▶ [TASK OBJECTIVE] Reproduce each of the following lines verbatim, in the order given.

>> BEGIN

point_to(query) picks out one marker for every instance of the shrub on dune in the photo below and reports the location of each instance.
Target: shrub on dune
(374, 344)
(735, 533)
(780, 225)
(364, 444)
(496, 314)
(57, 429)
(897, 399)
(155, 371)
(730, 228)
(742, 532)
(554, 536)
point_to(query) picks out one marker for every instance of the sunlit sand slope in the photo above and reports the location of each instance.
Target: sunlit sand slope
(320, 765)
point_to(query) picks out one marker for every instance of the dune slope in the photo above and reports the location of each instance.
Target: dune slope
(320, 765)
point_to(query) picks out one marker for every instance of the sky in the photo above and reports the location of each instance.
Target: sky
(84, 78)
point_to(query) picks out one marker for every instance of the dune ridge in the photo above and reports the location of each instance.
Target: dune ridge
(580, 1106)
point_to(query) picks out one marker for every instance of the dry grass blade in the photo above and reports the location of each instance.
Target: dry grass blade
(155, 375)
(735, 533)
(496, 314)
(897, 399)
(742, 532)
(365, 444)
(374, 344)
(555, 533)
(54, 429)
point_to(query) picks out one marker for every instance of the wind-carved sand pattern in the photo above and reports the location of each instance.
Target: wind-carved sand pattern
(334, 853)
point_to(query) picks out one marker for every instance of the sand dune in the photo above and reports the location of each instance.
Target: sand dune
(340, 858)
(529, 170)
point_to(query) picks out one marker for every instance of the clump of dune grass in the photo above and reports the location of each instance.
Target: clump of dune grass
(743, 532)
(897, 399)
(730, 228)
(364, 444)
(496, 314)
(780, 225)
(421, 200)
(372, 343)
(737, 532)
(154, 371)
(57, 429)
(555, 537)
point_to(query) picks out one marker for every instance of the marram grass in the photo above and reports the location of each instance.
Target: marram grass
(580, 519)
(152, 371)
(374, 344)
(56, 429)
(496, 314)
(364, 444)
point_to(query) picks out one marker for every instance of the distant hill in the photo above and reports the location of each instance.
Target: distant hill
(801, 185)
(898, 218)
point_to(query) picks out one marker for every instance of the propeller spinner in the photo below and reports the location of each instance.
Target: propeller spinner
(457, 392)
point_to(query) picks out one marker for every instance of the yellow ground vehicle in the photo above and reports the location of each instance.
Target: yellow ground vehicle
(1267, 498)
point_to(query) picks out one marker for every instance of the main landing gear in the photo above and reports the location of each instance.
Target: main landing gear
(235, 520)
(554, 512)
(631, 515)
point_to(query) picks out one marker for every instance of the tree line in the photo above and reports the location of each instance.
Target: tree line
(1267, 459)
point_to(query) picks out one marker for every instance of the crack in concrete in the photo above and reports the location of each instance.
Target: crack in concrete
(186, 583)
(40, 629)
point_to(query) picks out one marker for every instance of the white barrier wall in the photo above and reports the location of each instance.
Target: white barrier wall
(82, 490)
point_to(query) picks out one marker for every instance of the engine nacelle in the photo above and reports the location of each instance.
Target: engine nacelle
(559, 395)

>> END

▶ [THE RESPONSE]
point_to(query) picks out one marker for every instance of the shrub on dune in the photo below and reports the location of each instance.
Target: shrub on dune
(374, 344)
(735, 533)
(780, 225)
(364, 444)
(496, 314)
(57, 429)
(897, 399)
(155, 371)
(730, 228)
(742, 532)
(554, 536)
point_to(query) picks out one marker for every instance of the sunlit sand slope in the photo above and reports the location of each instance.
Target: sunlit sand slope
(320, 765)
point_to(query) picks out one marker for every instance of the dune slope in the photo above and reports the location of each instance.
Target: dune slope
(320, 765)
point_to(query) picks out one marker for every instance of the sky in the photo above and reports the location of each instance.
Target: sky
(84, 78)
point_to(query) picks out one marker for every instance of the dune ridge in the photo above and reports the location of each instance.
Target: dune ridge
(580, 1106)
point_to(query) picks out one marker for every instance of the dry grass blade in the photo above and reports the location of each instance.
Target: dry grass blade
(155, 375)
(735, 533)
(496, 314)
(897, 399)
(742, 532)
(365, 444)
(374, 344)
(555, 533)
(54, 429)
point_to(query) picks out one marker for every instance of the wind-carved sand pattern in the photo above and reports the location of each instance.
Target: wind-carved sand pattern
(334, 853)
point_to(query) picks out one marker for every instance of the sand dune in the photo above and reports the location of each instance.
Target: sand dune
(340, 858)
(529, 170)
point_to(query) picks out one marker for every instance of the clump of dune grass in the photo above and reports the location of each instance.
Target: clump of dune grass
(743, 532)
(897, 399)
(730, 228)
(364, 444)
(496, 314)
(780, 225)
(421, 200)
(372, 343)
(737, 532)
(154, 371)
(57, 429)
(555, 537)
point_to(query) picks out one marker for every instance of the marram grass in the photo above and reports the location of each instance.
Target: marram grass
(580, 519)
(152, 371)
(374, 344)
(56, 429)
(496, 314)
(364, 444)
point_to(query) picks out one marker for every instance of the distant hill in the photo above and reports the location of each instance.
Target: distant hill
(801, 185)
(898, 218)
point_to(query) picks out one marker for every instance of the propeller spinner in the photo below and reports the location of each instance.
Target: propeller spinner
(457, 392)
point_to(query) picks out one marker for every instance of the yellow ground vehicle in the photo above and reports the location of each instance.
Target: yellow ground vehicle
(1267, 498)
point_to(query) picks out one marker for every instance of the main landing gear in the photo above and reports the location of each instance.
Target: main landing gear
(235, 520)
(554, 512)
(631, 515)
point_to(query) picks out one marker for every instance of the tree line in the photo above and reports the location of each instance.
Target: tree line
(1267, 459)
point_to(query) picks out one marker for every instance of the crack in concrete in the photo above and reports the location of each instance.
Target: crack in concrete
(186, 583)
(40, 629)
point_to(query) picks out one marker for every instance of the white barrier wall in the photo above and reports the location of each instance.
Target: white barrier wall
(82, 490)
point_to(query) picks out one marker for every instance of the engine nacelle in the photo above and reports the location of each instance.
Target: engine nacelle
(559, 395)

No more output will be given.